┌────────

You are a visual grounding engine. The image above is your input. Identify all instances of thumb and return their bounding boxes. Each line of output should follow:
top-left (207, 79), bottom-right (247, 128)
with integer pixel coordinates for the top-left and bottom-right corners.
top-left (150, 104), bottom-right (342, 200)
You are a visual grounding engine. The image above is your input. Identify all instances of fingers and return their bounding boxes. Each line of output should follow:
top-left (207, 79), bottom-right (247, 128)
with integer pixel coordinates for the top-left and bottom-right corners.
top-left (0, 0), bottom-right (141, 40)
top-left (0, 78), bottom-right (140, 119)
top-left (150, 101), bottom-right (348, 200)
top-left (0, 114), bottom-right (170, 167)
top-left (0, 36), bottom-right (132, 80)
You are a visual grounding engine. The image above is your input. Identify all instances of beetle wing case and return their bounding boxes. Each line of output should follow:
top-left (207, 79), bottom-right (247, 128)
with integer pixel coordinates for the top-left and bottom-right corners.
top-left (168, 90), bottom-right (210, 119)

└────────
┌────────

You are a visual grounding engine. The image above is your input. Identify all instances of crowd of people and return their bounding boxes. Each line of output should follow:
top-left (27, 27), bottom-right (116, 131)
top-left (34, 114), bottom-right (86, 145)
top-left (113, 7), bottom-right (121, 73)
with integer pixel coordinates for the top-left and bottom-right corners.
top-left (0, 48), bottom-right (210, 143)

└────────

DIRECTIONS FOR THIS TASK:
List every line of the rows above that contains the string "output", treating uppercase and lowercase letters as distinct.

EXPECTED ANSWER:
You are a visual grounding engine. The image above is your input. Identify all instances of thumb and return their bounding boxes. Each line of output should follow:
You are a visual grounding engine. The image above is your input. Identify all instances of fingers and return their bounding boxes. Each line of output should follow:
You are a visual grounding engine. The image above is your input. Identify all instances of beetle wing case and return their bounding boxes. Each line of output should follow:
You are a visual grounding engine. The image above is your input. Identify all instances of crowd of people and return their bounding boxes. Each line of output should follow:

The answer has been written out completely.